Problem requirements: Count the lines of the data below that contain the string "sandy", and reply with that number only.

Dataset records:
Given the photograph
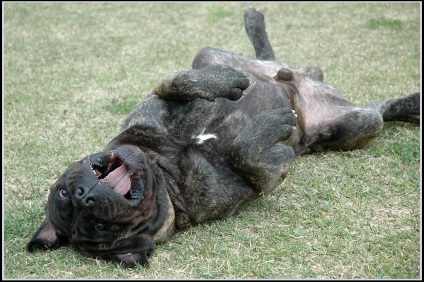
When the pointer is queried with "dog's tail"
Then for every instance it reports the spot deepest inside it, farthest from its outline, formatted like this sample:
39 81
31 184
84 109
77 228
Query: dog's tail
254 23
402 109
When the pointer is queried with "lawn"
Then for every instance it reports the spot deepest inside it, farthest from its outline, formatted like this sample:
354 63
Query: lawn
72 71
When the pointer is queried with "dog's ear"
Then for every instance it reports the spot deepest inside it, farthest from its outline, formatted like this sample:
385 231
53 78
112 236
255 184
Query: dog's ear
45 237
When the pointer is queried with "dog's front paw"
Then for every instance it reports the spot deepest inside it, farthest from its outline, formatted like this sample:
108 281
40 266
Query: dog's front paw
217 81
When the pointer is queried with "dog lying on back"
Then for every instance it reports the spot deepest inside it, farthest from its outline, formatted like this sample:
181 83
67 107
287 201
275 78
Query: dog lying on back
202 144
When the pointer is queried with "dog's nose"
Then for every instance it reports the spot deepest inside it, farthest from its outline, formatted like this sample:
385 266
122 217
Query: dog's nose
81 196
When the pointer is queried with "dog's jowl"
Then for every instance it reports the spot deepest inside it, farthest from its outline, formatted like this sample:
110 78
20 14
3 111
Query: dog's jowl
200 145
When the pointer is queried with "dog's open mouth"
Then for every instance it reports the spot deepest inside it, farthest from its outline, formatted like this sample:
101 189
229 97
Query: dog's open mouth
113 173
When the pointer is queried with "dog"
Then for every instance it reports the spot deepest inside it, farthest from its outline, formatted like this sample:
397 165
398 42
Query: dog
202 144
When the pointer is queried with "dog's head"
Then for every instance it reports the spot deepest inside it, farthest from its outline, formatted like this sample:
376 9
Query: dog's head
111 204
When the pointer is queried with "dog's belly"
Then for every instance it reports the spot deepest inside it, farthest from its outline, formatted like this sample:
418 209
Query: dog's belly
225 118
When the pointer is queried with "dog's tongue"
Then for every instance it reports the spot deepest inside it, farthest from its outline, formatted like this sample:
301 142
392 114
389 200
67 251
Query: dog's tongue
118 180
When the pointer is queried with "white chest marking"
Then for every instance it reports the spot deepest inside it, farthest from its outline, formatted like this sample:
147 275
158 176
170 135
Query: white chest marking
199 139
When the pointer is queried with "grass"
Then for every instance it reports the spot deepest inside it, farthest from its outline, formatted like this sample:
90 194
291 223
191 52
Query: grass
72 71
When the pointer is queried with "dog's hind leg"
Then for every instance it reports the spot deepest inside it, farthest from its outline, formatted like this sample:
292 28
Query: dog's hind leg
257 153
403 108
254 24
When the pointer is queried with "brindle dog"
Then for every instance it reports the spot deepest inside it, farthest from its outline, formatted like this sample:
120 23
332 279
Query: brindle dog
200 145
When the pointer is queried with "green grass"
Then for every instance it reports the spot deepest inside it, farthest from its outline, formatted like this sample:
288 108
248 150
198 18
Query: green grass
72 71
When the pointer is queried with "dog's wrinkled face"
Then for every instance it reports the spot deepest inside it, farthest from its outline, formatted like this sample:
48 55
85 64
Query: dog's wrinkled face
102 205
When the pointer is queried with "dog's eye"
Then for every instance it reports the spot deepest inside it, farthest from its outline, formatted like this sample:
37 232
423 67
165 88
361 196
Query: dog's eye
63 193
100 227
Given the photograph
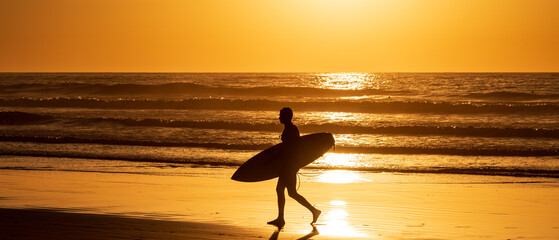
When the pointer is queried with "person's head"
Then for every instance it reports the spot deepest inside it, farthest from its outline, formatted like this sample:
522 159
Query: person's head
286 114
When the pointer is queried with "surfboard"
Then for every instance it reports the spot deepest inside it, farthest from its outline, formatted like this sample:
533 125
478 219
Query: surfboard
266 164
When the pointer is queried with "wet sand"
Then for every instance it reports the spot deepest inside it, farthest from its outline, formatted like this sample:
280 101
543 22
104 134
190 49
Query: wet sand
205 204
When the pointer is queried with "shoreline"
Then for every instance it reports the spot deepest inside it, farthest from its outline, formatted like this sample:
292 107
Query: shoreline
51 224
354 205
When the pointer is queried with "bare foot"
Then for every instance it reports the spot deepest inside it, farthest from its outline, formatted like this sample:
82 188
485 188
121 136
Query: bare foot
278 223
316 213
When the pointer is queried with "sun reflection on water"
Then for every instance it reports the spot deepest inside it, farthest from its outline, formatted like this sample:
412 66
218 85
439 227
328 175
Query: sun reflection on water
347 81
340 176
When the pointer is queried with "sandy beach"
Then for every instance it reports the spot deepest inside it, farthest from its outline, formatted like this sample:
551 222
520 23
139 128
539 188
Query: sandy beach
205 204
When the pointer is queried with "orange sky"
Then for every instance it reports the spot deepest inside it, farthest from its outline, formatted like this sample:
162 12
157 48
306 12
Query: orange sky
279 35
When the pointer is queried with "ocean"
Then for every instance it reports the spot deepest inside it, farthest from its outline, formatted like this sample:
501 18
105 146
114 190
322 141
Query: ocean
503 124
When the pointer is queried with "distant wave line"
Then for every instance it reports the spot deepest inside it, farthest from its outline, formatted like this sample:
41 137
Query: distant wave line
187 88
21 118
239 104
495 171
339 149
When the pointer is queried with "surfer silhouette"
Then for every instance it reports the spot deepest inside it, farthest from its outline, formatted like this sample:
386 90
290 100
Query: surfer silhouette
288 174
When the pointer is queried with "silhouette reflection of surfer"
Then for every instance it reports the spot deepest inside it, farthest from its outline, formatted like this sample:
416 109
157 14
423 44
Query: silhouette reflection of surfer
288 174
313 233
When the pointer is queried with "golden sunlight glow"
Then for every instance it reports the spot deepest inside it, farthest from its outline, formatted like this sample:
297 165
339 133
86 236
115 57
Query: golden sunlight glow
346 81
340 176
338 203
336 223
337 160
280 36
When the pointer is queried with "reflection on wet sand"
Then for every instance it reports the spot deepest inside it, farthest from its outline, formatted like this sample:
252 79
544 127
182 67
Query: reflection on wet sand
313 233
340 176
336 222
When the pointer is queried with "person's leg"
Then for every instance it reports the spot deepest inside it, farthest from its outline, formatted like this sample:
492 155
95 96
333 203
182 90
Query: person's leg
280 191
290 184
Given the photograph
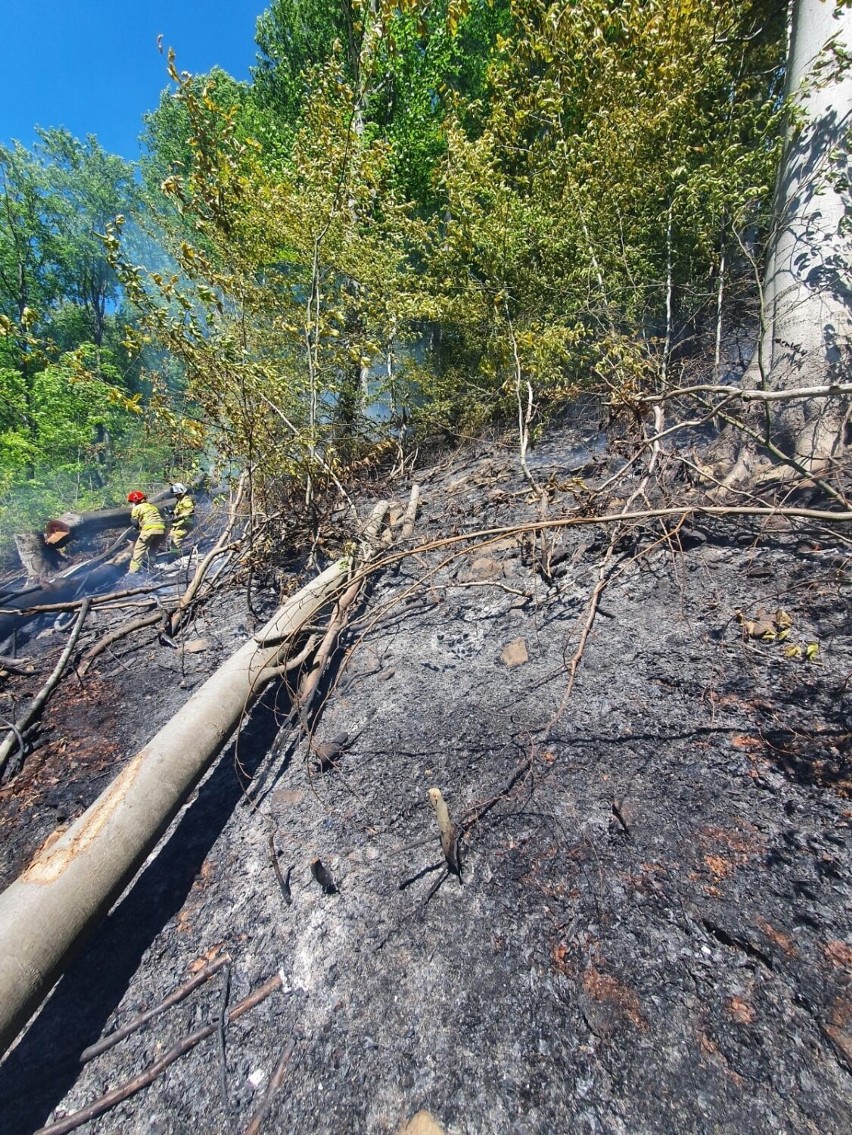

Worked answer: 2